**Written problem:** Render part of the listing below as a Markdown table with the columns Row and Line, numbering each row and leaving out blank lines. Begin at the line that contains "Please box every dense foliage you can see." and stop after the line that contains "[11,152,82,232]".

=== Data for processing ===

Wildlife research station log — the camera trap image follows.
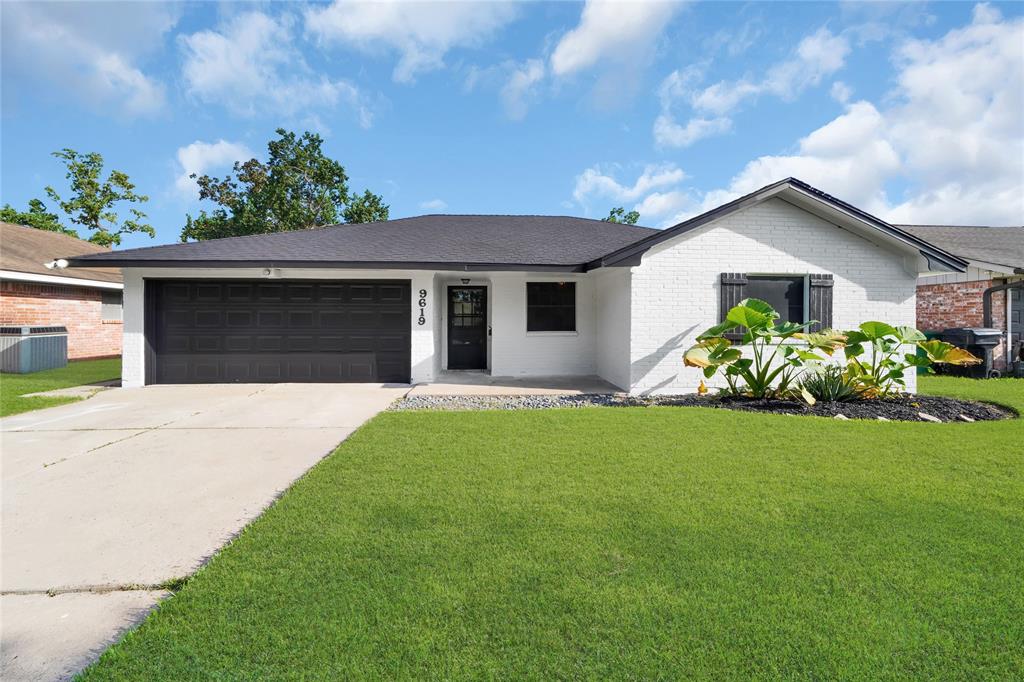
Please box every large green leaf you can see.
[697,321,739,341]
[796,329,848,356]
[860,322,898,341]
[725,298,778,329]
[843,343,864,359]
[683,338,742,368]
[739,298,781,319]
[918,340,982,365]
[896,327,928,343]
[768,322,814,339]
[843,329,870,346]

===
=== Data for processing ===

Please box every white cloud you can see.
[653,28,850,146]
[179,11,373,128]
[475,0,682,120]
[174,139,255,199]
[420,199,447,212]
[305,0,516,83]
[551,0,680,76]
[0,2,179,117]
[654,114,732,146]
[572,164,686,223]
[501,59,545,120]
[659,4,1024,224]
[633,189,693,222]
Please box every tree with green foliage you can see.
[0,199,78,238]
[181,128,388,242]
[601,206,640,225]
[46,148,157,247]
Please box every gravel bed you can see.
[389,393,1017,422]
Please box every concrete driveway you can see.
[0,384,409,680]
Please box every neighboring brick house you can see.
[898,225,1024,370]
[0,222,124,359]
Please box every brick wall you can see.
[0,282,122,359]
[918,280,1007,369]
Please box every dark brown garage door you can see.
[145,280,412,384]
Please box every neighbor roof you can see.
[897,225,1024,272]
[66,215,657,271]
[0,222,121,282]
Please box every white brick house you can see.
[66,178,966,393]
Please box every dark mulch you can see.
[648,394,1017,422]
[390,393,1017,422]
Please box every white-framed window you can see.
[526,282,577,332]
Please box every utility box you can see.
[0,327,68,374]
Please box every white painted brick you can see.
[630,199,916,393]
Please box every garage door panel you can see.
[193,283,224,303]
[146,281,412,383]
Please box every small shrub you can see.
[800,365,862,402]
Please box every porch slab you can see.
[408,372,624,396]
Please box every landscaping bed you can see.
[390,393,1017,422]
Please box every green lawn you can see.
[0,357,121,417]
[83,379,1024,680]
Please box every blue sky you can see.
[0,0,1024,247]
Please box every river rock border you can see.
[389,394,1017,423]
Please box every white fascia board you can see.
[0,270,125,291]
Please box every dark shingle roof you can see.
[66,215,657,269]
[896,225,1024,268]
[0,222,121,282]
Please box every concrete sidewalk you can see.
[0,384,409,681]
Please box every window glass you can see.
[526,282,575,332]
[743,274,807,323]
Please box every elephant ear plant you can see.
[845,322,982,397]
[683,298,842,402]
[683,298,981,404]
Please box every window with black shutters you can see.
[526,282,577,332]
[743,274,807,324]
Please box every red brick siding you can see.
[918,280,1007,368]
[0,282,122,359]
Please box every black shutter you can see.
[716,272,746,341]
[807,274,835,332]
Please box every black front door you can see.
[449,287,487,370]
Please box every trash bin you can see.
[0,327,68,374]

===
=== Data for processing ===

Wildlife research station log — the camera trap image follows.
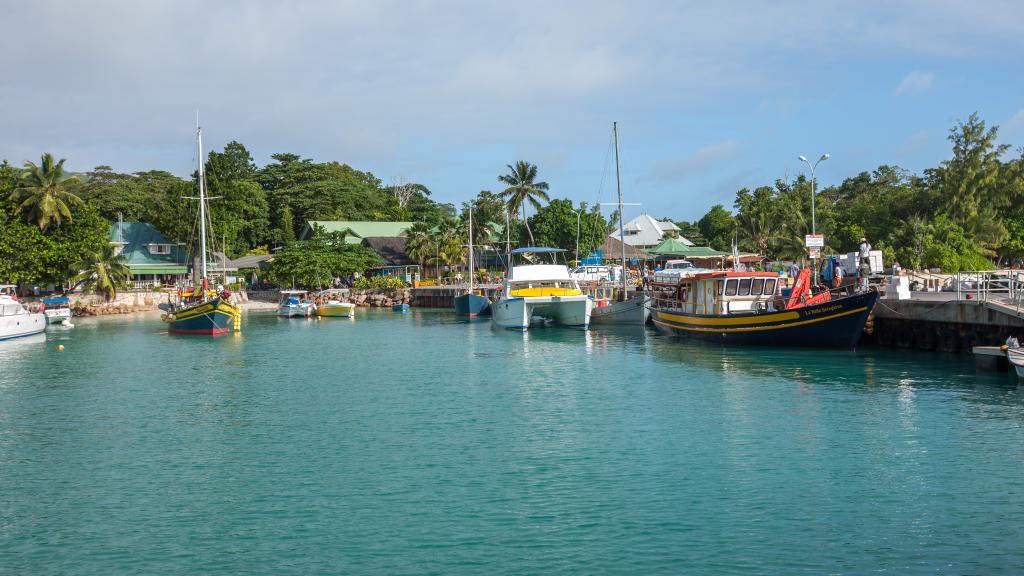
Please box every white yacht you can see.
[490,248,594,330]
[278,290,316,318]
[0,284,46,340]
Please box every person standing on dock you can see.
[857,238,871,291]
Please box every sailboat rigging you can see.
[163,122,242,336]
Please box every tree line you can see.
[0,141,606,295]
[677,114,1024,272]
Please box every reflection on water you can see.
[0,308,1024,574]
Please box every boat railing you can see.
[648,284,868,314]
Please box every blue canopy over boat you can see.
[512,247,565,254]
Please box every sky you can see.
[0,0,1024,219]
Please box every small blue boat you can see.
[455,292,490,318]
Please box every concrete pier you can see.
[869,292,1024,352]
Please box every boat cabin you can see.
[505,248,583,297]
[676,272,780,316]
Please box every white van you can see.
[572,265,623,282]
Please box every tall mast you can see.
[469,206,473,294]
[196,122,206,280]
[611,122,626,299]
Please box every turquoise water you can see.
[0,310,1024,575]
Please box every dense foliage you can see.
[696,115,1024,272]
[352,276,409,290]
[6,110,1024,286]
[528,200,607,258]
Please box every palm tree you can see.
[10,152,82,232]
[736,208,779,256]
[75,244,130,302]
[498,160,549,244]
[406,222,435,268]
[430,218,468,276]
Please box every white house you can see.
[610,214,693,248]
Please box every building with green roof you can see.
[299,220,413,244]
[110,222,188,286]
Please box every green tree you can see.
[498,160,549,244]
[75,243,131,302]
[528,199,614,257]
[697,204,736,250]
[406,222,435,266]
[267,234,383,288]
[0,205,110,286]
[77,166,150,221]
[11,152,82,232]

===

**Finished task:**
| Row | Line |
|---|---|
| 1 | Please box every dense foliage you can see. |
| 2 | [696,115,1024,272] |
| 3 | [352,276,409,290] |
| 4 | [6,110,1024,286] |
| 5 | [528,200,607,258] |
| 6 | Please box every palm tree you can see. |
| 7 | [10,152,82,232] |
| 8 | [736,208,779,256] |
| 9 | [75,244,130,302] |
| 10 | [498,160,549,244] |
| 11 | [406,222,435,268] |
| 12 | [430,218,468,276] |
| 13 | Please box every white house you can see. |
| 14 | [610,214,693,248] |
| 15 | Please box every building with green roof you can see. |
| 16 | [299,220,413,244] |
| 17 | [110,222,188,286] |
| 18 | Please box every green tree you can see. |
| 19 | [498,160,549,244] |
| 20 | [75,243,131,302] |
| 21 | [528,199,614,257] |
| 22 | [697,204,736,250] |
| 23 | [406,222,435,266] |
| 24 | [267,234,383,288] |
| 25 | [0,205,110,286] |
| 26 | [77,166,150,221] |
| 27 | [11,152,82,232] |